### STATED GOAL
Find every line in the data below that contains the word "blue", and copy each of those lines.

### LISTED RECORDS
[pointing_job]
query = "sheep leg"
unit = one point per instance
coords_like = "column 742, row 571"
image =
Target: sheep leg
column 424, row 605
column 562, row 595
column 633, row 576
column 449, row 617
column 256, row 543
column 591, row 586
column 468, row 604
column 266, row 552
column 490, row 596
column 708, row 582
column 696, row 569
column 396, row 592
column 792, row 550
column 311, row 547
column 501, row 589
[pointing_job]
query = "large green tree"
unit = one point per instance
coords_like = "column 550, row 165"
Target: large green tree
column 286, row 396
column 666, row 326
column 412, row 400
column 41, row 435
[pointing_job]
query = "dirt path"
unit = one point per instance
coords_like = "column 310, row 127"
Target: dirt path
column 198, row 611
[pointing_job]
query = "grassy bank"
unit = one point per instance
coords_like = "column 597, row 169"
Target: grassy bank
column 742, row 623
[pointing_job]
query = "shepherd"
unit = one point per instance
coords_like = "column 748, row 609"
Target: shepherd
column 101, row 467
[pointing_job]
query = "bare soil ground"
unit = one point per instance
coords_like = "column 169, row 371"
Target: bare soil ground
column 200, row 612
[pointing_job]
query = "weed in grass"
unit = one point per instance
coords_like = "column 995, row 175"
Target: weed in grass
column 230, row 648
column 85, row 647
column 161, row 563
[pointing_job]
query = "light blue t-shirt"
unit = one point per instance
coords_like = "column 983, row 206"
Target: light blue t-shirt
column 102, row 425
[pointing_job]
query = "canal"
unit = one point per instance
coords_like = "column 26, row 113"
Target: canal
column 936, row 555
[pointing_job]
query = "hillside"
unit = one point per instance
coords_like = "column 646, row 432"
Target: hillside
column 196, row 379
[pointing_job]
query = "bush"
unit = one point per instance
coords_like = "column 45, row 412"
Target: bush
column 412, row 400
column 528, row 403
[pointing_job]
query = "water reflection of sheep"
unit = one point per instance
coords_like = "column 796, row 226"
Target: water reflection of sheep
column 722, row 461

* * *

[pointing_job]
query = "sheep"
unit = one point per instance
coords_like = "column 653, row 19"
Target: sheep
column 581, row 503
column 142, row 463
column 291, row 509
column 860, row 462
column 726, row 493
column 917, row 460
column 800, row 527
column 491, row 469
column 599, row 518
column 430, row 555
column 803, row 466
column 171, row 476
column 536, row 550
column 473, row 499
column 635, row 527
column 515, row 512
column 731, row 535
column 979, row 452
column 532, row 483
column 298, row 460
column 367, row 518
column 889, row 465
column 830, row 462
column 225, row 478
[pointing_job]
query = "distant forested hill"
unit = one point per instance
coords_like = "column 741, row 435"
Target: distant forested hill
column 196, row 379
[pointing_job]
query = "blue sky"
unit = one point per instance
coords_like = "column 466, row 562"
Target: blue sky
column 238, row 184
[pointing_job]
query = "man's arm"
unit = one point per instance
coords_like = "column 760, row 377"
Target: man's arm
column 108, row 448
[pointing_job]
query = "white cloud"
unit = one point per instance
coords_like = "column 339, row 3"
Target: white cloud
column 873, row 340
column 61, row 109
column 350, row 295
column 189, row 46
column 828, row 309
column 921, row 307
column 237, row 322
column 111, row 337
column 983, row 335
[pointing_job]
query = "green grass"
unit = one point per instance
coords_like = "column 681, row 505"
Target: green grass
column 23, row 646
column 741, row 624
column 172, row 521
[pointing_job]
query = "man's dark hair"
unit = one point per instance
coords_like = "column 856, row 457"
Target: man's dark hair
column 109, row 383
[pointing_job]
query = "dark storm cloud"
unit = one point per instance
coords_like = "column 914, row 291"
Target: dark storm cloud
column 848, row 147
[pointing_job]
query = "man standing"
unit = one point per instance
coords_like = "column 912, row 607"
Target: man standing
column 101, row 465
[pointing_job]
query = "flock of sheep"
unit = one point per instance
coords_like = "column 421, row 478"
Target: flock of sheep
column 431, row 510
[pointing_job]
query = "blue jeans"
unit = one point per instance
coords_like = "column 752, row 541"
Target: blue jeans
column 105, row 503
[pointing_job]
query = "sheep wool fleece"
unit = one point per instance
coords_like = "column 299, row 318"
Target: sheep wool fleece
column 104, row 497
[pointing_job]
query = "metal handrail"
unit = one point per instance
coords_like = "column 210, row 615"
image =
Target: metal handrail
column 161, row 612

==

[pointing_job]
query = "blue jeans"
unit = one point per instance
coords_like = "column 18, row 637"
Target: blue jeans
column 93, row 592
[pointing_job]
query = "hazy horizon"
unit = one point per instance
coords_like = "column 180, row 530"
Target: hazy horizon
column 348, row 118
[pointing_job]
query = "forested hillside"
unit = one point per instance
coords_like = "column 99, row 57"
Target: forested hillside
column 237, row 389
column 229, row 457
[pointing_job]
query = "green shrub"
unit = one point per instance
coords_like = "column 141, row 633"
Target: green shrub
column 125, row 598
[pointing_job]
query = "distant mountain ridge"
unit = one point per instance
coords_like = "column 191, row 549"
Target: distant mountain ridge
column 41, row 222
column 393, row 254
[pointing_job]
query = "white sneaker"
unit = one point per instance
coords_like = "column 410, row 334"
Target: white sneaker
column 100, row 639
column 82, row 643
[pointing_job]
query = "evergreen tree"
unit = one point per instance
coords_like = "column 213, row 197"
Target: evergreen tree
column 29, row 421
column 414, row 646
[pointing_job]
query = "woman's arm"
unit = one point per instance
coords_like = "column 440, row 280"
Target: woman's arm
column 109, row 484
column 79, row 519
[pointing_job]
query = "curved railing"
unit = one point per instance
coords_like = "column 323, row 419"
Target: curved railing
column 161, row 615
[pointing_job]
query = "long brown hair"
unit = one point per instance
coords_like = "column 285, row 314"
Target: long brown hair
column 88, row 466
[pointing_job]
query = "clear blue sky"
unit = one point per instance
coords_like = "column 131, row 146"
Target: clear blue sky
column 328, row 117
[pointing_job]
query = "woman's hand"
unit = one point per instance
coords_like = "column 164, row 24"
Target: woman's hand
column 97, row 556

### TASK SOLUTION
query = "light blue t-shirt"
Target: light blue t-shirt
query = "blue sky"
Target: blue sky
query = "blue jeans"
Target: blue jeans
query = "blue jeans"
Target: blue jeans
query = "clear blue sky"
Target: clear blue sky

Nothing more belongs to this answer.